# Your task
Select every line in the items below that contains the string "canopy", and copy those lines. Case counts.
*** Dataset rows
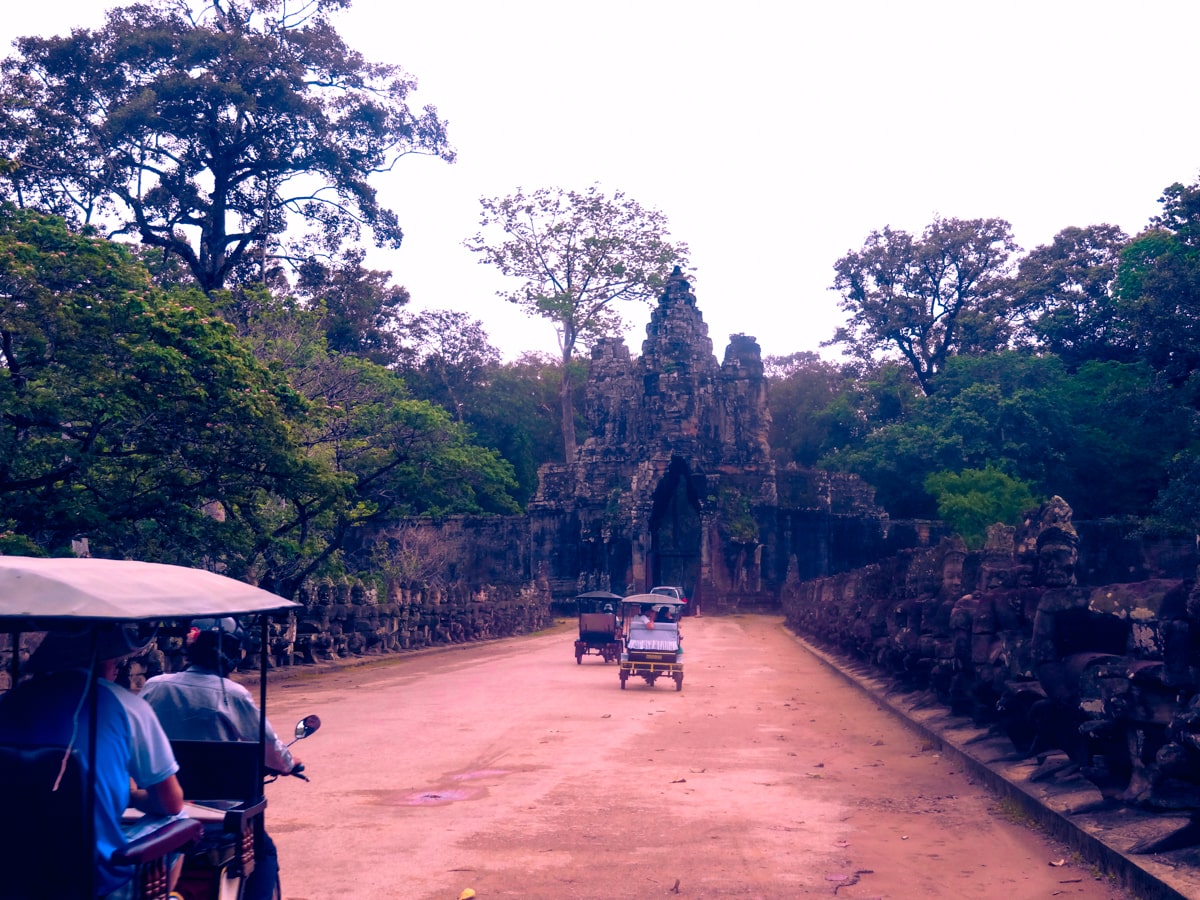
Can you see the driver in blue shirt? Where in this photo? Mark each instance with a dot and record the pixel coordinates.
(135, 765)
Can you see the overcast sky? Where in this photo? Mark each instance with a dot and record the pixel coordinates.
(775, 136)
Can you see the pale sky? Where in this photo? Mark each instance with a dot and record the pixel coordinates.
(774, 136)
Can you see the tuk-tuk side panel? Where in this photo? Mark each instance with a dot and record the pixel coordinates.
(598, 627)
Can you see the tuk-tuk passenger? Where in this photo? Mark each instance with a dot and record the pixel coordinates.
(135, 765)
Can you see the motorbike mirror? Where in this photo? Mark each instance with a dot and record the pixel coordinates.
(307, 725)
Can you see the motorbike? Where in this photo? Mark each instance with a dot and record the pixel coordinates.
(49, 850)
(219, 867)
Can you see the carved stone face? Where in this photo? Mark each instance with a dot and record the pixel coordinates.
(1056, 565)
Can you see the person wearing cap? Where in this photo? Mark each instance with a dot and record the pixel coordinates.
(202, 703)
(135, 765)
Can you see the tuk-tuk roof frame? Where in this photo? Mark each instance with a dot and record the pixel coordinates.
(45, 593)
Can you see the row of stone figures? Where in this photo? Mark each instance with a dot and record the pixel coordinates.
(1109, 675)
(343, 619)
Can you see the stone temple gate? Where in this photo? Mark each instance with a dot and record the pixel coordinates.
(675, 483)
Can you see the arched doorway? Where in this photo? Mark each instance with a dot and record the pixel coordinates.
(676, 529)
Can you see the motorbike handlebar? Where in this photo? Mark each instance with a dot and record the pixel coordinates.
(297, 771)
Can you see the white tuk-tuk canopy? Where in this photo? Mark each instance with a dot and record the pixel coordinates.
(33, 588)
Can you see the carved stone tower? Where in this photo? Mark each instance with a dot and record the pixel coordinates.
(675, 481)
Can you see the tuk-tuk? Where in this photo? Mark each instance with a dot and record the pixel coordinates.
(599, 625)
(652, 642)
(48, 845)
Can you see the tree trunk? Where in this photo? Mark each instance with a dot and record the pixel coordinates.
(568, 414)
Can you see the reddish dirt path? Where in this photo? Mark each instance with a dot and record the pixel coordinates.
(510, 769)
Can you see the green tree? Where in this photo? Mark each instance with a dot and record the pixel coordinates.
(1158, 286)
(516, 411)
(1063, 293)
(131, 417)
(1103, 436)
(361, 307)
(927, 298)
(209, 130)
(454, 358)
(971, 501)
(388, 453)
(577, 255)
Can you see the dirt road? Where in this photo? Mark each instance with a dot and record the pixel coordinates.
(513, 771)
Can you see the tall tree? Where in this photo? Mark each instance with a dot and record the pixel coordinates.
(1063, 294)
(929, 297)
(129, 415)
(454, 358)
(360, 307)
(577, 255)
(210, 129)
(1158, 286)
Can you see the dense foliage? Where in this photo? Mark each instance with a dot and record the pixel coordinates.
(577, 256)
(226, 135)
(143, 421)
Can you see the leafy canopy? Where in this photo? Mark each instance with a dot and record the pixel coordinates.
(927, 298)
(210, 130)
(576, 256)
(971, 501)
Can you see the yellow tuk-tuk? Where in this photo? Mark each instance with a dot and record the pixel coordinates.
(652, 645)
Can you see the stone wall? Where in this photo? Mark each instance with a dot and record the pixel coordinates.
(1105, 673)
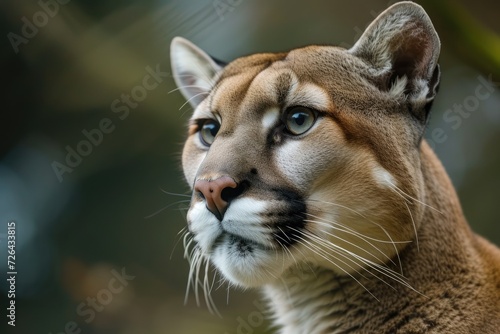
******
# Solved exercise
Can you see the white tuk-tuk canopy? Where in this photo? Mark each instance with a dot and record the pixel coordinates.
Can you see the leafy canopy? Where in this photo? Mark each instance with a dot and record the pixel coordinates.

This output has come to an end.